## Description of the task
Put the data below into a JSON list of strings, one string per line with blank lines left out, covering only the part from the start of the data through the line containing "[[162, 115]]". Leave the pictures out.

## Data for this exercise
— START —

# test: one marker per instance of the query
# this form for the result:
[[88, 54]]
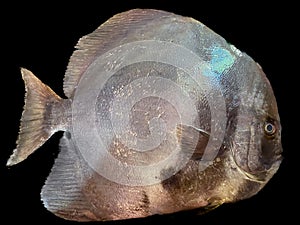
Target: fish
[[161, 115]]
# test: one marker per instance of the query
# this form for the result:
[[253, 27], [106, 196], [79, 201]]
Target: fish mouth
[[261, 176]]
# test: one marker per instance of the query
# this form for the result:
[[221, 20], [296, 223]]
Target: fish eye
[[270, 129]]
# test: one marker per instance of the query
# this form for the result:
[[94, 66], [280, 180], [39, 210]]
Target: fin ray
[[117, 29], [35, 128], [62, 192]]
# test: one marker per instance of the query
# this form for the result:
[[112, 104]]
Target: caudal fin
[[36, 126]]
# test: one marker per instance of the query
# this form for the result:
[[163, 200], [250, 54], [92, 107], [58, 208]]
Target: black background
[[41, 37]]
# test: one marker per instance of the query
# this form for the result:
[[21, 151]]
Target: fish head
[[256, 142]]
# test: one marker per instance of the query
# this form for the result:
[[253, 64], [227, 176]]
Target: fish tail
[[37, 122]]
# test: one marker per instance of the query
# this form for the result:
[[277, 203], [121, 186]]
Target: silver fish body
[[162, 115]]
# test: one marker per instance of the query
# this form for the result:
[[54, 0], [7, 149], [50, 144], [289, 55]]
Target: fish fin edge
[[62, 192], [36, 127]]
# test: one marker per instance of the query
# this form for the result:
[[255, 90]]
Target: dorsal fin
[[121, 28]]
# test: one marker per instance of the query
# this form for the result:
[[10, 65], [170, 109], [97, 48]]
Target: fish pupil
[[270, 129]]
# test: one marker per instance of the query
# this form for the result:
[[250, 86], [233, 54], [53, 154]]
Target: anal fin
[[62, 192]]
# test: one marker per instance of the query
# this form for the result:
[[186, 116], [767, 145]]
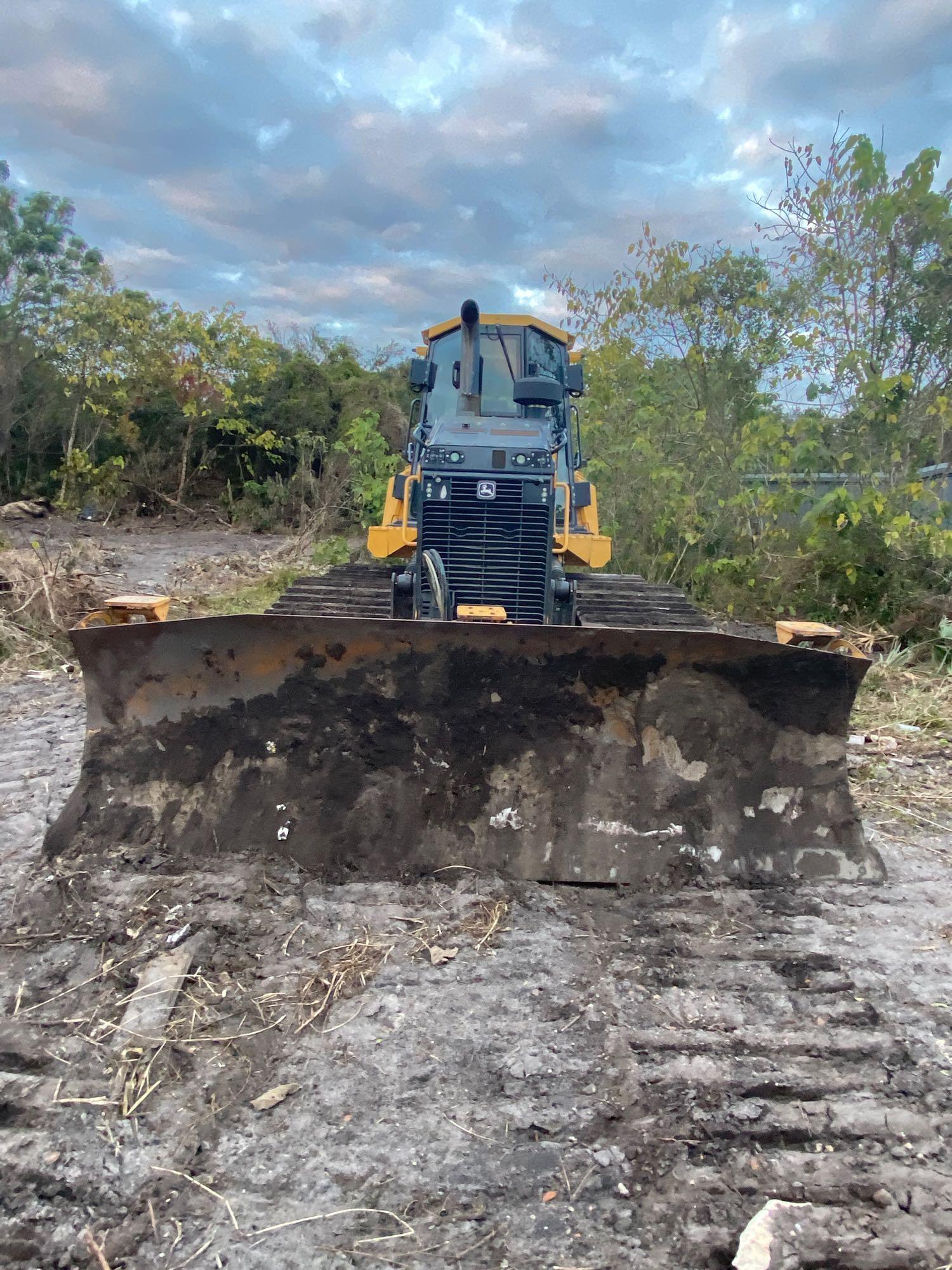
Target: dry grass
[[912, 782], [342, 972], [43, 596], [486, 923]]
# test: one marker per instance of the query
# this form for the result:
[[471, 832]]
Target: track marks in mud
[[767, 1073]]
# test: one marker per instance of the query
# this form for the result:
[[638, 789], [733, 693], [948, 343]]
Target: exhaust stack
[[469, 401]]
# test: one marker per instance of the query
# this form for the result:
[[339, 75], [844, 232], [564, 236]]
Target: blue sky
[[365, 166]]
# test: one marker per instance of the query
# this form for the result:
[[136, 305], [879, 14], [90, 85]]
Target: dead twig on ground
[[96, 1250], [407, 1233], [487, 921]]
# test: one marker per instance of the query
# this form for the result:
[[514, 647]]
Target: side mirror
[[423, 374], [538, 391]]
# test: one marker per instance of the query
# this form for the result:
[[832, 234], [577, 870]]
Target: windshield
[[498, 374]]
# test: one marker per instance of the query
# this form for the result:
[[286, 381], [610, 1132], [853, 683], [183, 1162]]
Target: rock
[[771, 1239], [524, 1065], [26, 510]]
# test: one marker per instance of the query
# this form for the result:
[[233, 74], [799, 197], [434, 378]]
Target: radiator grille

— END —

## Response to the exercise
[
  "# test: one marker per instance of the query",
  "# this form for the result:",
  "[[88, 54]]",
  "Target: fish",
  "[[161, 115]]",
  "# test: one marker per instance of the query",
  "# this form for the result:",
  "[[253, 27], [106, 196], [79, 201]]",
  "Target: fish mouth",
  "[[261, 176]]",
  "# test: one marker per instance of the query",
  "# this form for the result:",
  "[[221, 20], [296, 223]]",
  "Target: fish eye",
  "[[270, 129]]",
  "# test: one marker per instance of the query",
  "# this form for the result:",
  "[[94, 66], [280, 180], [39, 210]]",
  "Target: fin ray",
  "[[117, 29], [35, 128], [62, 192]]",
  "# test: one marker per instance of the query",
  "# this form for the result:",
  "[[112, 104]]",
  "Target: caudal fin",
  "[[36, 126]]",
  "# test: one marker per instance of the query",
  "# this form for the result:",
  "[[163, 200], [250, 54], [92, 107], [58, 208]]",
  "Target: black background",
  "[[41, 37]]",
  "# test: one marker per instance of the query",
  "# this form for the result:",
  "[[21, 151]]",
  "Target: fish head",
  "[[256, 142]]",
  "# test: one marker per instance of the query",
  "# this form for the result:",
  "[[253, 64], [227, 176]]",
  "Target: fish tail",
  "[[37, 122]]",
  "# test: one marker per instance of the query",
  "# this form for the result:",
  "[[277, 203], [121, 186]]",
  "Target: silver fish body",
  "[[162, 115]]"
]